[Work to complete] From the text on Git partial clone below, list every quantity that on-demand download is said to significantly reduce.

[Extracted text]
◇ ◇ ◇ ◇ ◇

Partial clone-Alibaba Cloud DevOps(Alibaba Cloud DevOps)-阿里云帮助中心

Partial clone

Concept

Git is a distributed version control system. By default, when you clone a repository by using the git clone command without specifying any parameters, Git downloads the full historical data of all files in the repository.

This distributed design enables effective code collaboration. However, as developers continuously commit code, the repository size grows, increasing local disk space usage and clone time. The partial clone feature of Git addresses these issues. Partial clone is available on Alibaba Cloud Codeup, helping you improve development efficiency.

Partial clone uses the --filter option to filter clone objects for on-demand download. On-demand download significantly reduces data transfer volume, clone time, and local disk space usage. When necessary, Git automatically downloads missing files on demand, allowing seamless continuation of work without additional setup.

Scenarios

Partial clone is useful in the following scenarios:

Large repositories

For a large repository, partial clone can significantly improve development efficiency. For example, the Linux kernel repository has more than 1 million commits and contains more than 8.3 million objects, totaling around 3.3 GB.

A full clone at a rate of 2 MB/s takes about 26 minutes. The clone time may increase with unstable network connections.

$ git clone --mirror gi*@codeup.aliyun.com:6125fa3a03f23adfbed12b8f/linux.git linux
Cloning into bare repository 'linux'...
remote: Enumerating objects: 8345032, done.
remote: Counting objects: 100% (8345032/8345032), done.
remote: Total 8345032 (delta 6933809), reused 8345032 (delta 6933809), pack-reused 0
Receiving objects: 100% (8345032/8345032), 3.26 GiB | 2.08 MiB/s, done.
Resolving deltas: 100% (6933809/6933809), done.

The following code shows the result of enabling the blob:none option for partial clone:

$ git clone --filter=blob:none  --no-checkout git@codeup.aliyun.com:6125fa3a03f23adfbed12b8f/linux.git
Cloning into 'linux'...
remote: Enumerating objects: 6027574, done.
remote: Counting objects: 100% (6027574/6027574), done.
remote: Total 6027574 (delta 4841929), reused 6027574 (delta 4841929), pack-reused 0
Receiving objects: 100% (6027574/6027574), 1.13 GiB | 2.71 MiB/s, done.
Resolving deltas: 100% (4841929/4841929), done.

The result shows that after the blob:none option is enabled, the number of objects to be downloaded has been reduced from around 8.34 million to around 6.02 million, and the data volume to be downloaded has decreased from 3.26 GB to 1.13 GB. With a download speed of 2MB/s, the time required for a partial clone process is just about 9 minutes, roughly one-third of the time required for a full clone process.

Partial clone in treeless mode further reduces the download size and time but may trigger more frequent downloads during development. Therefore, treeless mode is not typically recommended for daily use. Nonetheless, partial clone provides significant time savings and reduces the number of objects to download.

Monorepo for microservices

An increasing number of projects adopt a microservice architecture that breaks down large, monolithic services into cohesive microservices. Each service is managed by a small team, enabling parallel development without interference and reducing the complexity of team collaboration. However, this architecture can complicate the reuse of shared code, lead to dependency confusion across repositories, and pose challenges in aligning process specifications among teams.

◇ ◇ ◇ ◇ ◇

(Entries drawn from a collection)
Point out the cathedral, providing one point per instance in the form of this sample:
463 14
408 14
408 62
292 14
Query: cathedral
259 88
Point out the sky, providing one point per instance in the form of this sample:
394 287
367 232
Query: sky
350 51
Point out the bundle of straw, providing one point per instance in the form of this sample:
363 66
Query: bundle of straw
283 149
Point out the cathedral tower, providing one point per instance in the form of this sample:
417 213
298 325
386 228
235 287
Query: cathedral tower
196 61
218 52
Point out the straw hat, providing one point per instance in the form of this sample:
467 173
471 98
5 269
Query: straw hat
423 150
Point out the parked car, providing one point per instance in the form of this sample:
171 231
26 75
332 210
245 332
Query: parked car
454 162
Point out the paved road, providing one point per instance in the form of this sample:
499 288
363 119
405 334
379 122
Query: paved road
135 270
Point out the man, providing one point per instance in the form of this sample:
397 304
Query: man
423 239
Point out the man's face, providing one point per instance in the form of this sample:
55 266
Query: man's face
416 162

◇ ◇ ◇ ◇ ◇

[Output of the task]
- Data transfer volume
- Clone time
- Local disk space usage